* _Saved entries_
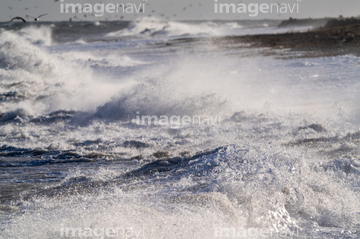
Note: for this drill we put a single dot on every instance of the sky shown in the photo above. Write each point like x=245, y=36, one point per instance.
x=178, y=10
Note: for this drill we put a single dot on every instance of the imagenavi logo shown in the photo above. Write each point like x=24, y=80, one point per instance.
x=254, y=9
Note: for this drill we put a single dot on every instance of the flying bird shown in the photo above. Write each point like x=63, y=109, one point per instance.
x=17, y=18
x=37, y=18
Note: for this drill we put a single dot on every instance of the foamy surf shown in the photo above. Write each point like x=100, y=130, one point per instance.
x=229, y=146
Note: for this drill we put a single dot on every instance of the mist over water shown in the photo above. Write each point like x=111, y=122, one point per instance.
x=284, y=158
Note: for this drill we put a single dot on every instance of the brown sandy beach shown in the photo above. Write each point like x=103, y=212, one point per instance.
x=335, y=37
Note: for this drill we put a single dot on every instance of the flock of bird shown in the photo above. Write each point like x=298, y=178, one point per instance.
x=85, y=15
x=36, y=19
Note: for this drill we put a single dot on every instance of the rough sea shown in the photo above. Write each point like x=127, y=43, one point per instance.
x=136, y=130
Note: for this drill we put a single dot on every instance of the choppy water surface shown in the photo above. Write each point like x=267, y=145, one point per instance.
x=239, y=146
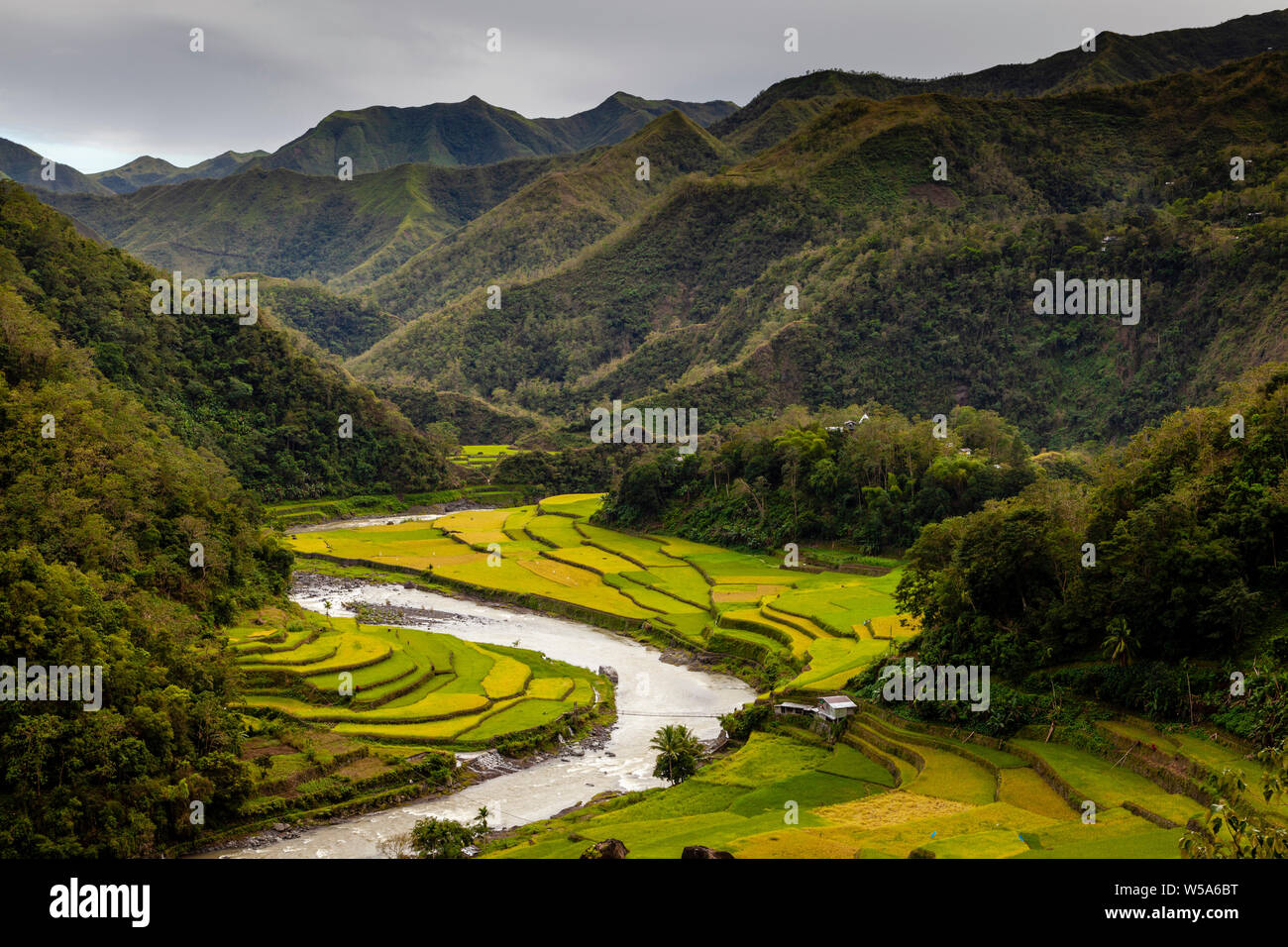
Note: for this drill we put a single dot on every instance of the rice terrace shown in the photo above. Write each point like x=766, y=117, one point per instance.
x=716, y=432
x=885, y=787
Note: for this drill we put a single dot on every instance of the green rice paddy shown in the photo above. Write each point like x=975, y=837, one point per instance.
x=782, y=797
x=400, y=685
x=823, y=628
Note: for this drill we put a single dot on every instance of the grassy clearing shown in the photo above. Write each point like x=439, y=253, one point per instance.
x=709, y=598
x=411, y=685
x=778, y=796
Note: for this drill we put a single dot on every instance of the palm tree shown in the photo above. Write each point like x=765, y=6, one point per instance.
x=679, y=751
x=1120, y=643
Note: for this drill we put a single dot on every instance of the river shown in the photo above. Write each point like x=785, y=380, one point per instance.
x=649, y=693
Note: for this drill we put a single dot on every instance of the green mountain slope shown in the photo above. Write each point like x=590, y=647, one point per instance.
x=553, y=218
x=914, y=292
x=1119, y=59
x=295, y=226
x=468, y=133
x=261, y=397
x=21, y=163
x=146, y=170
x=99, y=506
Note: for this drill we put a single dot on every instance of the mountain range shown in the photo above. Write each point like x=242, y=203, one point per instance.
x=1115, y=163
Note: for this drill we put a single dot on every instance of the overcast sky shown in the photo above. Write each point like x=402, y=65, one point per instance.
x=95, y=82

* _Your task_
Reproduce every line of the records above word for word, leaving the pictures out.

* _Output below_
Note: for this drill we put a single dot on every instance of the sky shown in the photo above. Write each point like x=245, y=36, one point per instance.
x=178, y=10
Note: for this drill we put a single dot on every instance of the imagenavi logo shown in the photo above. Write each point like x=24, y=80, one point per instance.
x=254, y=9
Note: for this drill we put a single dot on every instance of the flying bird shown in the photo above. Write each point like x=63, y=109, one point per instance.
x=17, y=18
x=37, y=18
Note: for this drill we put a single dot on every instance of the foamy surf shown in the photo above. Write each point like x=100, y=130, one point per instance.
x=229, y=146
Note: for this drill we put a single dot on every instance of the mist over water shown in the photo above. Write each point like x=111, y=122, one point per instance.
x=284, y=158
Note: for this drill we put a single dot on every instance of the brown sandy beach shown in the photo above. Write each point like x=103, y=212, one point per instance.
x=335, y=37
Note: for this drill we put a single dot on every instance of the flock of bird shown in the photo above. Write each point like x=298, y=178, one point per instance.
x=85, y=15
x=36, y=19
Note: for this drill we put a single dot on every instance of the rough sea shown in the photo above. Write each point like x=127, y=43, one point per instance.
x=136, y=130
Note: for this drill we put a single dot on every instance of the choppy water surface shown in the photo above. Write each point like x=267, y=145, one point per instance.
x=239, y=146
Note: for this drill we put a single dot on every instance of the rice terrace shown in the photo above. Write each point like x=766, y=117, one point per instance.
x=716, y=432
x=885, y=787
Note: for this drill we put a single dot on every instance of the green rice paddy shown in the photo above. Write each point like x=975, y=837, one point per instance.
x=782, y=797
x=400, y=685
x=823, y=628
Note: for this drill we put a single dot on every instance of the grassy clearing shown in the photo above. Write each point like x=439, y=253, one point per instance.
x=709, y=598
x=411, y=685
x=778, y=796
Note: for this drill we put a single dot on every instance of the palm tree shown in the photo above. Write each point like x=765, y=6, one point per instance.
x=679, y=751
x=1120, y=643
Note: for this drill we put a single dot on every instance of the river shown in the photo above. Write each point like x=785, y=380, one point per instance.
x=649, y=693
Note: for this drill we put a single dot on every instance of the green mountain slope shown in the photo above. Write each point like x=590, y=647, one point per instance.
x=553, y=218
x=914, y=292
x=1119, y=59
x=295, y=226
x=468, y=133
x=261, y=397
x=21, y=163
x=146, y=170
x=99, y=506
Note: for this drill we put a single dot on every instance of the mountain range shown in the photo above. Write each point like x=242, y=203, one point per instance.
x=1115, y=163
Note: for this drill we put a single dot on every instance of the overcast sky shown in the photo above. Write each point like x=402, y=65, one point per instance.
x=95, y=82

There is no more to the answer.